(SOURCE EXTRACT)
Blue Cheese Marinara Penne

Resuming my presentation of my culinary and gastronomic genius, I present this dish which I am certain commits several cardinal sins in Pasta land.  I certainly find it to be a sinful dish purely from a delight perspective.  It’s quite a hearty dish too.

This is not a hard dish as opposed to one requiring some effort and certainly organization.  I’d rate this as a dish of intermediate difficulty.

The reason I decided to treat myself to this dish is because I am crazy about cheese in general, nuts about blue cheese in particular and because I had a fantastic meeting today with Red Hat on behalf of one of my clients that I consult for.  Very worthy of the dish 🙂


See? I used real Blue Cheese

  • 1 large onion
  • 9 cloves of garlic (yep, nine)
  • 1 wedge of blue cheese (200g)
  • 4 tablespoons of olive oil (extra virgin for this sacrifice please)
  • 1 tablespoon of Balsamic vinegar
  • 1 packet of Penne (mine are 500g and colored)
  • Basil leaves (about 3 stalks worth, fresh please)
  • 2 cartons of tomato puree/paste (125g each)
  • 1/2 kg of lean ground(minced) beef
  • 1 tablespoon of lemon juice

I also used the following optional ingredients.
  • a small knob of butter that I would guess was about 1/2 a tablespoonful
  • 1 tablespoonful of peppercorns (unground black pepper)
I like spicy food, quite a bit. So the pepper corns were there for me because it adds that extra zing.  As you crack one between your teeth, this nice warmth comes forth… mmmm…..

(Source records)
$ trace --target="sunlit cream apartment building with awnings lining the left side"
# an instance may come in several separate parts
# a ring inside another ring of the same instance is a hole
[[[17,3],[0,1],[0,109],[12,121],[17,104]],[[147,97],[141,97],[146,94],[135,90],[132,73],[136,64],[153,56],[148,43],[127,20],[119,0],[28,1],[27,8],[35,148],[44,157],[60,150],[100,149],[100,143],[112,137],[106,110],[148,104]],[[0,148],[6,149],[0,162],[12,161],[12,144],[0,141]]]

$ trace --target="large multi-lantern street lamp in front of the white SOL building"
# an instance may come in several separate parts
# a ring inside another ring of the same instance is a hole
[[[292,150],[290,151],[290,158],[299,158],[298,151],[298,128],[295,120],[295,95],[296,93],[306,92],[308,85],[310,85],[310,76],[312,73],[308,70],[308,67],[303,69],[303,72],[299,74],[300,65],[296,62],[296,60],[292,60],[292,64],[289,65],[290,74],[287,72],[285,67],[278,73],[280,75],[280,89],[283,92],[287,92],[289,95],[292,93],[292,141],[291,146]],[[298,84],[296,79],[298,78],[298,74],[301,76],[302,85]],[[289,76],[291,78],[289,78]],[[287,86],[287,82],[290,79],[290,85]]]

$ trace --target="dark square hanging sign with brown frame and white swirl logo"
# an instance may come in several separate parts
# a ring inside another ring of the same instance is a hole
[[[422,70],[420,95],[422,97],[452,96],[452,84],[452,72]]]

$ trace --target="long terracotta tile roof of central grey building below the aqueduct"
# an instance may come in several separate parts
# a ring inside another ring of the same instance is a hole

(WORK INSTRUCTIONS)
A: Summarize the blue cheese penne recipe in two sentences.
B: Carry on the blue cheese penne recipe from the point where it stops.
The listing has no connection to the text.

(TASK-BY-TASK ANSWERS)
A: Blue Cheese Marinara Penne is presented as a hearty, indulgent dish of intermediate difficulty, made as a treat after a fantastic meeting with Red Hat on behalf of a client. Its ingredients are an onion, nine garlic cloves, 200g of blue cheese, olive oil, balsamic vinegar, penne, fresh basil, tomato puree, lean ground beef and lemon juice, with butter and peppercorns as optional extras.

B:
I’ve divided the preparation into three different parts. Keep in mind that you more or less have to do all three in tandem; it’s just much easier to organize them like this.


Obviously, the beef out to be thawed out if it were in the freezer.  My butcher is literally up the road so I more often get my meats as fresh as possible.

See? Parallel to the original cut

First, we need to dice the onion, preferably as fine as is reasonable; we don’t want onion juice.  Now I picked a rather large onion, so to dice it reasonably fine I first cut the onion itself in half and then before slicing away at that half, I cut in half again but parallel to the original cut like in the picture.

This is what I meant by vertical cuts! To dice, just cut them perpendicularly now

After that, you have to maintain a reasonably strong grip on both the knife and the onion when you start making your vertical cuts and when you dice them perpendicularly.  I am ever so thankful for pictures as they can describe what I want to say perfectly.

Heat the pan, I would suggest a non-stick pan if you have one, and then throw in the knob of butter (if you opted to use it of course!) then as soon as that is half melted, pour in the olive oil and turn down the heat to the lowest.  Don’t wait on the mix to smoke, just as soon as there is a hint of a shimmer throw the onion in; of course, by throw I mean pour in gently as opposed to hurling say a live grenade or a cobra.  This is oil/butter we are talking about.  Salt liberally atop to help draw out the moisture in the onion and sweat them.

(I usually start the sauce at this point because the onions need some time, but hey, its you that’s cooking)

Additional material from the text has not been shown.